▶ FRAGMENTO DE LECTURA:

Se halla en la misma situación del campesinado que Marx describe en El
18 Brumario: son una masa enorme de población cuyos miembros viven
prácticamente de la misma forma, pero sin estar unidos mediante el
establecimiento de múltiples interrelaciones. Su trabajo y el
espectáculo moderno les aíslan entre sí, en lugar de conducirles hacia
relaciones recíprocas. La explotación actual del trabajo no permite
ninguna variedad de talentos, ninguna riqueza de relaciones sociales.
Viven en condiciones materiales que separan a los unos de los otros, y
si nos atenemos al género de vida, en ese sentido son una clase. Pero no
lo son en la medida que no existe entre ellos ningún lazo social, en la
medida que la proximidad de sus intereses no crea entre ellos ninguna
comunidad, ni menos una organización específica.

Así no pueden defender sus supuestos intereses de clase, no pueden
representarse a sí mismos y han de ser representados por una clase
burocrática exterior. De ella salen sus jefes, de quienes se supone que
están obligados a proteger sus intereses y a decidir lo que les
conviene. La influencia política de los asalariados encuentra su última
expresión en la subordinación de la sociedad a los políticos, o sea, al
poder ejecutivo estatal, al Estado. La moderna condición proletaria, por
su propia naturaleza, sirve de base a la burocracia que opera desde el
Estado, al partido del Estado, y hace de los asalariados un elemento
conservador, un agente del orden. Sus remedos de lucha son solamente
asunto privado y no representan al interés general de la acción. Son
nada más que nulidad política y aburrimiento porque la clase obrera ya
no existe en oposición al sistema dominante, sino que forma parte de él.

▶ ACTIVIDADES:
(a) Responde a estas preguntas a partir del fragmento de lectura:
(i) ¿Qué obra de Marx se cita al comparar la situación descrita con la del campesinado?
(ii) ¿Qué no permite la explotación actual del trabajo?
(iii) ¿En qué encuentra su última expresión la influencia política de los asalariados?
(b) Cita del fragmento de lectura el tramo que va desde "Viven en condiciones" hasta "una organización específica.".

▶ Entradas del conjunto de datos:
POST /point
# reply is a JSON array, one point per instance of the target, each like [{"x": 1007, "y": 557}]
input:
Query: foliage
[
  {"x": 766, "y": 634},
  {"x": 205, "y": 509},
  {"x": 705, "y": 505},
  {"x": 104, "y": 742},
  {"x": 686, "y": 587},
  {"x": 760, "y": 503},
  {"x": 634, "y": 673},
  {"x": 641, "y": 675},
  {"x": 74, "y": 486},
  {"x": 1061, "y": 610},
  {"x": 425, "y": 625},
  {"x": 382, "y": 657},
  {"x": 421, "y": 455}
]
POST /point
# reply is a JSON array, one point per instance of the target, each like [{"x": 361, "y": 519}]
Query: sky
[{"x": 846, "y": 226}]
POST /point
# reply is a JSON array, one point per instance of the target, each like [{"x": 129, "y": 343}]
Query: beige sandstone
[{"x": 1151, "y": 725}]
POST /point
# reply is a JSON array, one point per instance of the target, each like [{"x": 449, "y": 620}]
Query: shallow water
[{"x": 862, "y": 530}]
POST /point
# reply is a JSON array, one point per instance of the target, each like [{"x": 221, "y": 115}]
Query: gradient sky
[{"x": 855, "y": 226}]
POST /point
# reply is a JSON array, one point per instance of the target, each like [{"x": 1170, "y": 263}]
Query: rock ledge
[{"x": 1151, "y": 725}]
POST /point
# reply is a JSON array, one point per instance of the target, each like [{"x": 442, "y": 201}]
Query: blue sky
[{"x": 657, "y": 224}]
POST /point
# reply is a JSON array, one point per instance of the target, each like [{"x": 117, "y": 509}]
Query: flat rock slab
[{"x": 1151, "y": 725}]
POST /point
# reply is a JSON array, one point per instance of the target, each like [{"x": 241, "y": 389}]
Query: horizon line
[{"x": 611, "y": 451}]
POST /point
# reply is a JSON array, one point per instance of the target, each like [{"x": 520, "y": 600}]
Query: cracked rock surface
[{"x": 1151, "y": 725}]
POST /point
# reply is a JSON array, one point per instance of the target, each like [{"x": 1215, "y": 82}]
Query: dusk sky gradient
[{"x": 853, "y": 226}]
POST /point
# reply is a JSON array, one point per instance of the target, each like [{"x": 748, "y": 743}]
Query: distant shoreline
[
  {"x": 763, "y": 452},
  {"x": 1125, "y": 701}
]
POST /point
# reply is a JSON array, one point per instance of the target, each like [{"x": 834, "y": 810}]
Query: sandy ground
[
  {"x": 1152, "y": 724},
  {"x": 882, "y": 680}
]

▶ SOLUCIONES POR ACTIVIDAD:
(a)
(i) El 18 Brumario.
(ii) No permite ninguna variedad de talentos ni ninguna riqueza de relaciones sociales.
(iii) En la subordinación de la sociedad a los políticos, o sea, al poder ejecutivo estatal, al Estado.

(b)
Viven en condiciones materiales que separan a los unos de los otros, y
si nos atenemos al género de vida, en ese sentido son una clase. Pero no
lo son en la medida que no existe entre ellos ningún lazo social, en la
medida que la proximidad de sus intereses no crea entre ellos ninguna
comunidad, ni menos una organización específica.